→ What you should do
Duplicate the items below, starting at the line that contains "For every instance of the gray concrete" and ending with the last line of the items. Leave the pictures out of your answer.

Excerpts from a point labeling dataset
<<<<

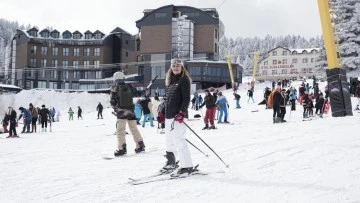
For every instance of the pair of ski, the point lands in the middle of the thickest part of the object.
(165, 176)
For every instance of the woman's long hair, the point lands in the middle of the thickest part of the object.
(169, 74)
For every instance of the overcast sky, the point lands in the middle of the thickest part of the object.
(244, 18)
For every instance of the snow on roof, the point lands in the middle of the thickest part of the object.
(9, 86)
(308, 50)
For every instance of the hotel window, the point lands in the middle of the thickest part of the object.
(97, 52)
(160, 15)
(43, 62)
(76, 51)
(33, 62)
(77, 36)
(65, 63)
(88, 36)
(65, 51)
(75, 64)
(42, 73)
(43, 50)
(54, 63)
(98, 36)
(98, 75)
(86, 51)
(65, 74)
(86, 64)
(55, 51)
(96, 64)
(33, 49)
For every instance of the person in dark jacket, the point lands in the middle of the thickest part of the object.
(44, 115)
(209, 102)
(27, 119)
(99, 108)
(12, 120)
(277, 100)
(177, 82)
(237, 99)
(121, 100)
(79, 113)
(34, 117)
(146, 111)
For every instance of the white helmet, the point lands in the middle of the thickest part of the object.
(119, 77)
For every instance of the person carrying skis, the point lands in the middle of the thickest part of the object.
(177, 82)
(27, 119)
(34, 117)
(44, 115)
(79, 113)
(223, 105)
(209, 102)
(71, 114)
(251, 94)
(99, 108)
(146, 111)
(121, 100)
(5, 122)
(237, 99)
(12, 120)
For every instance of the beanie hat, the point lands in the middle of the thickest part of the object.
(119, 77)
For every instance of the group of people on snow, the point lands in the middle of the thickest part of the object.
(30, 116)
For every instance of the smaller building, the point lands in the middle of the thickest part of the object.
(283, 63)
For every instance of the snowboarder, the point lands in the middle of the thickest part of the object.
(121, 100)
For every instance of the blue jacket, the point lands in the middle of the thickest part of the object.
(137, 110)
(222, 102)
(26, 114)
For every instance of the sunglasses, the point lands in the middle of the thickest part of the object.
(177, 61)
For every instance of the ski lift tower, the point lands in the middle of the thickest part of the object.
(256, 59)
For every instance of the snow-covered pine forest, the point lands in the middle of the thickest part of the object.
(347, 25)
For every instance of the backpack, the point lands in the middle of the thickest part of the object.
(270, 100)
(125, 97)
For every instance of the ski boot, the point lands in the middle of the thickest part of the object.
(120, 152)
(206, 127)
(171, 165)
(141, 147)
(212, 127)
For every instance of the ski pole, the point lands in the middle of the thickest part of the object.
(227, 166)
(196, 148)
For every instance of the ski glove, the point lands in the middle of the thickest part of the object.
(161, 118)
(180, 116)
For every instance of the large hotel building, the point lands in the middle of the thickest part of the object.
(87, 61)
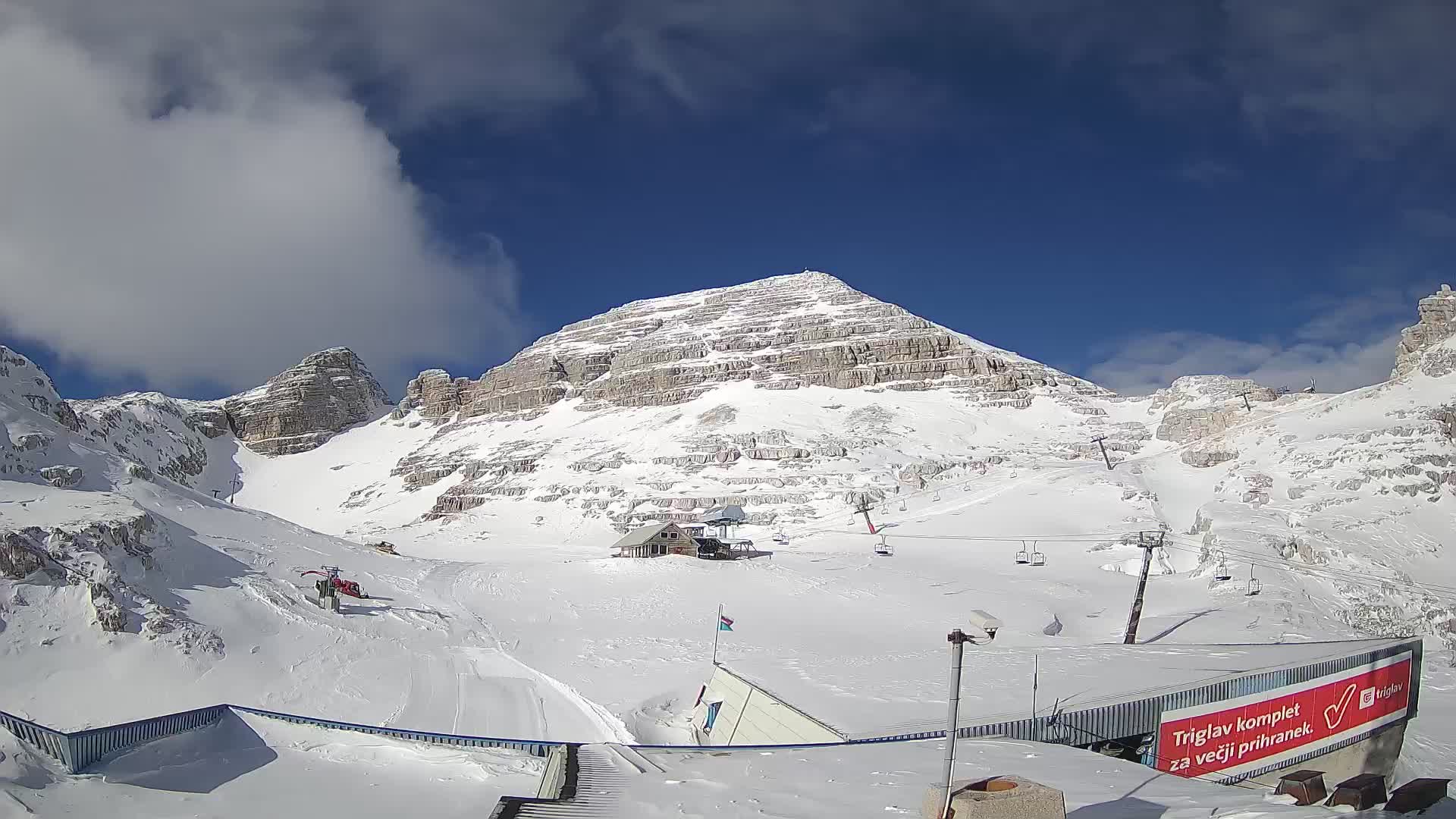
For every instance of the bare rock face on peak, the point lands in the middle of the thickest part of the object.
(1419, 341)
(781, 333)
(308, 404)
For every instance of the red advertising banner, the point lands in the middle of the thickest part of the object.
(1251, 732)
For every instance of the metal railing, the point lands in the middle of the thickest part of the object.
(79, 751)
(535, 748)
(49, 741)
(92, 745)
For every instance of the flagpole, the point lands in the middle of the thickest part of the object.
(718, 626)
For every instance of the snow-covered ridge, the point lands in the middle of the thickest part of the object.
(781, 333)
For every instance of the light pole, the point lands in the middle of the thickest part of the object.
(986, 626)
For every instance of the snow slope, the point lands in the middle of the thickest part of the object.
(510, 618)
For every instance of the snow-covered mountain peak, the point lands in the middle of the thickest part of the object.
(1423, 344)
(781, 333)
(306, 404)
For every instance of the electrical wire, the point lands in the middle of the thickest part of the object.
(1305, 572)
(1334, 573)
(1338, 573)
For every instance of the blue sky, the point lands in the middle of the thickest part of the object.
(1128, 191)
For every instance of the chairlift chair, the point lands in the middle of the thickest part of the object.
(1220, 572)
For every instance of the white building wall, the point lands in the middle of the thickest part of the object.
(752, 716)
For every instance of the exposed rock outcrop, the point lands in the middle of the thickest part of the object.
(18, 556)
(1436, 324)
(1209, 455)
(305, 406)
(61, 477)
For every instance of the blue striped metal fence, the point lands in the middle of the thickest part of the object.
(536, 748)
(80, 749)
(52, 742)
(92, 745)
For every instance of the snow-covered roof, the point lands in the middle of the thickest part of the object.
(731, 512)
(862, 701)
(893, 779)
(639, 535)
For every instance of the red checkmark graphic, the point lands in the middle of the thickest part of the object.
(1335, 713)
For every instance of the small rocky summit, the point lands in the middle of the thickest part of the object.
(308, 404)
(781, 333)
(1438, 322)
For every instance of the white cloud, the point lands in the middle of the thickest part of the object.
(1149, 362)
(223, 241)
(1345, 344)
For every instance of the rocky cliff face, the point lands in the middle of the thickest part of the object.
(1420, 341)
(783, 333)
(308, 404)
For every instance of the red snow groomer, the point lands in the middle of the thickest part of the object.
(341, 586)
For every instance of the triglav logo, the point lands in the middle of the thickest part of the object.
(1335, 713)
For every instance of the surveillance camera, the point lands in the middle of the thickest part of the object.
(983, 623)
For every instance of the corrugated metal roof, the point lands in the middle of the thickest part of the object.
(858, 703)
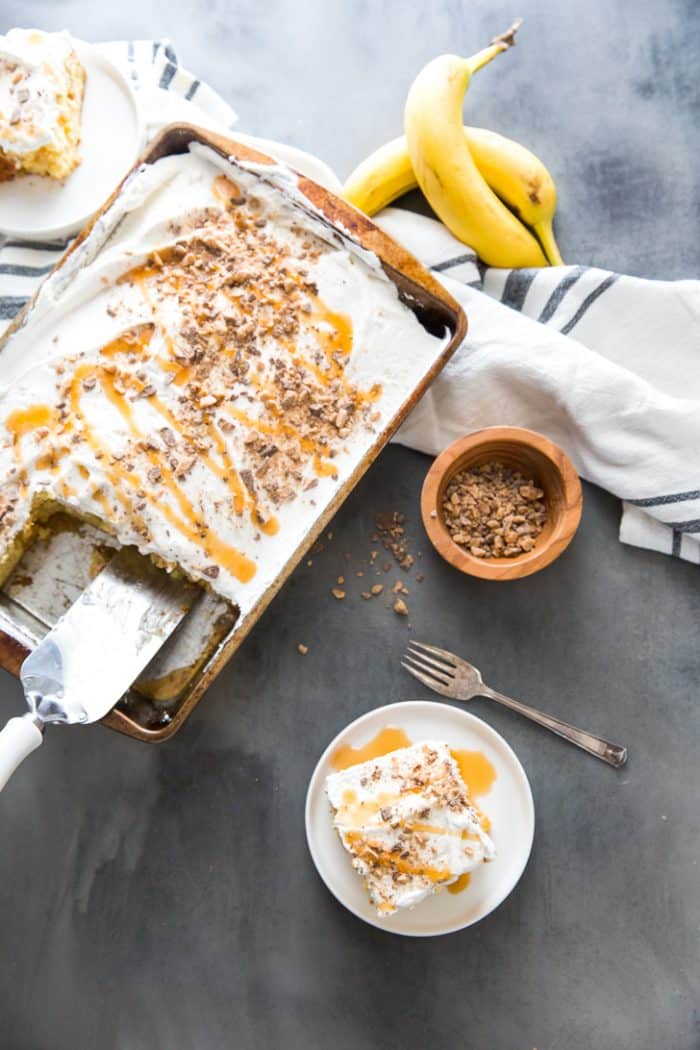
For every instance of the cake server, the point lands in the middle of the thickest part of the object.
(96, 651)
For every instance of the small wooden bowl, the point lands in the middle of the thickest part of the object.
(535, 457)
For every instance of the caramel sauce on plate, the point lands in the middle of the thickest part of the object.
(389, 738)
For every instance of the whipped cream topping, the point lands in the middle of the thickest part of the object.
(203, 374)
(34, 77)
(407, 822)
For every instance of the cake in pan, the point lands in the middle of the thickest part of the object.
(41, 97)
(203, 374)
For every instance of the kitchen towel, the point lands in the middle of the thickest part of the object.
(606, 365)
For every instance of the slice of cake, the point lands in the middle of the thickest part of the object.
(408, 824)
(203, 375)
(41, 98)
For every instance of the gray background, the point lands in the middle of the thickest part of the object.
(163, 897)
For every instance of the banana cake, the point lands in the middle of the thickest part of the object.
(203, 374)
(42, 84)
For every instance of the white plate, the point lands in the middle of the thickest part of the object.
(35, 207)
(508, 804)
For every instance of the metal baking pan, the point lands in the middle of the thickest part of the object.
(67, 552)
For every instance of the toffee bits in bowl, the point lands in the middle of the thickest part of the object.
(501, 503)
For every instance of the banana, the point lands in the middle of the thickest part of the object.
(445, 169)
(513, 172)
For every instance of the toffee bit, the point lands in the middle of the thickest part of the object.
(492, 510)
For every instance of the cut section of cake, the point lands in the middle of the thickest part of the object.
(42, 84)
(408, 823)
(203, 375)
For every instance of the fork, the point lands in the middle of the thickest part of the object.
(452, 676)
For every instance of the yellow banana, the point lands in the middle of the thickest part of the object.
(513, 172)
(445, 169)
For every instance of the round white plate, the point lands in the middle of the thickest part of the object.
(508, 804)
(35, 207)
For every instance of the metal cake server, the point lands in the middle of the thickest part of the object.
(96, 651)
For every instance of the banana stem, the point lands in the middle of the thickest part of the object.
(546, 235)
(499, 44)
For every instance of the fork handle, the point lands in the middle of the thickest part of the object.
(610, 753)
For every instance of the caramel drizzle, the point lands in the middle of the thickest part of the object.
(190, 524)
(476, 771)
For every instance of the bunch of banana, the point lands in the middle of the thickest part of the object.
(482, 185)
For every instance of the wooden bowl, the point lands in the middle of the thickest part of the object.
(535, 457)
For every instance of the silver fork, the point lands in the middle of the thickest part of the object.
(454, 677)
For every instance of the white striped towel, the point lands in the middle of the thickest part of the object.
(606, 365)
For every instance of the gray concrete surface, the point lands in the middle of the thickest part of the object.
(163, 898)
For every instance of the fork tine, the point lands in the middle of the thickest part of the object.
(439, 675)
(447, 669)
(443, 653)
(429, 681)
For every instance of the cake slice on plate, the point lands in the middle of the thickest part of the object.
(407, 821)
(42, 84)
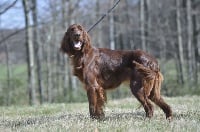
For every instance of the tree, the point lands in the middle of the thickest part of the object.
(30, 53)
(180, 43)
(38, 51)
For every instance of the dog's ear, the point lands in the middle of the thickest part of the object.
(87, 41)
(86, 37)
(65, 43)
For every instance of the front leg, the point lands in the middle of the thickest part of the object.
(96, 99)
(92, 99)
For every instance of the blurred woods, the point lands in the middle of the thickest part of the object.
(33, 71)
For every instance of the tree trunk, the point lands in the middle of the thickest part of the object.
(180, 44)
(8, 65)
(38, 52)
(189, 43)
(196, 49)
(30, 54)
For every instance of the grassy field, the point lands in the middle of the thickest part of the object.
(121, 115)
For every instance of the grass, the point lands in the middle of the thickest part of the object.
(121, 115)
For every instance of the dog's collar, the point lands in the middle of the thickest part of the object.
(71, 56)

>>>>

→ Response to this exercise
For every instance of the gray concrete surface, the point lands in the middle of the thickest part of the object.
(163, 898)
For every instance of the fork tine, the point lands in the middle of the thickest part of the object.
(439, 675)
(447, 669)
(443, 653)
(429, 681)
For every instance of the cake slice on plate, the point lands in the middle of the thickest part of the object.
(407, 821)
(42, 84)
For every instance of the tree, the point lands in the middle of the thickest part of the object.
(30, 53)
(180, 43)
(38, 51)
For every instance of the dog's ear, the point lands in the middle of the thickest part of the object.
(87, 41)
(86, 37)
(65, 43)
For every instance of the front leg, the point lands in the middle of the thickest part of the object.
(96, 99)
(92, 99)
For every instance of the blurred woods, the point lands in the middle of the thickest part of the object.
(33, 71)
For every instance of the tree trunk, the point lands in the middle of the thickest part of the object.
(180, 44)
(8, 65)
(38, 52)
(189, 43)
(196, 49)
(30, 54)
For every instance of the grassy field, the point lands in the middle of the thickest part of the object.
(121, 115)
For every instance of the grass, the point lands in the middle of the thickest part of the object.
(121, 115)
For every instance of the dog's collar, the point lands in the middle of the thickest part of the object.
(71, 56)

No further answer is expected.